• Assigned task
Write out the following listing's lines from the one with "Query: house roof" to the one with "Query: yellow maple leaf", exactly, with both included and no others.

• Dataset records
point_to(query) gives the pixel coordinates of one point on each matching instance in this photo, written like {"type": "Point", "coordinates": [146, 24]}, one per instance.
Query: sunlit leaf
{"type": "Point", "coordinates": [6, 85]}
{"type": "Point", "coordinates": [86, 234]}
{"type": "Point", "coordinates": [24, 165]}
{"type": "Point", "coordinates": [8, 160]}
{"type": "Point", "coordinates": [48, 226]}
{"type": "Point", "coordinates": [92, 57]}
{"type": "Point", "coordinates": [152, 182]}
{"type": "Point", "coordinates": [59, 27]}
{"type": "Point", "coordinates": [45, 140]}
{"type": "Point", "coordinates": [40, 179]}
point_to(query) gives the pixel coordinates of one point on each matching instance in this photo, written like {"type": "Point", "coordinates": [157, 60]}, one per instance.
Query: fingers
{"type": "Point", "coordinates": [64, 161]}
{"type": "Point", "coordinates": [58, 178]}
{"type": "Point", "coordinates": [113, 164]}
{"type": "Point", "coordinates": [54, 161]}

* * *

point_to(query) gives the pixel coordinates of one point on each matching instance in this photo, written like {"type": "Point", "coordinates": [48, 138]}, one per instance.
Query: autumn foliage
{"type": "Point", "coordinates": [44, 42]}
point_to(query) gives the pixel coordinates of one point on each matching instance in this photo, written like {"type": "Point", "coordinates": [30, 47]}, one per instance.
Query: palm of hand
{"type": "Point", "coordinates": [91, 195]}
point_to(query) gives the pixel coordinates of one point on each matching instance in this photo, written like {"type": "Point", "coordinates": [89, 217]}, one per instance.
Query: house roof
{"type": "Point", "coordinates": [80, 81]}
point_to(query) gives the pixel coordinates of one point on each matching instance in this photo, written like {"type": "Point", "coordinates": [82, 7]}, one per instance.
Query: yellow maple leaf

• Solution for this problem
Query: house roof
{"type": "Point", "coordinates": [80, 81]}
point_to(query) gives the pixel coordinates of one point on each matching instance in this photo, written like {"type": "Point", "coordinates": [82, 7]}, one per instance.
Query: yellow maple leaf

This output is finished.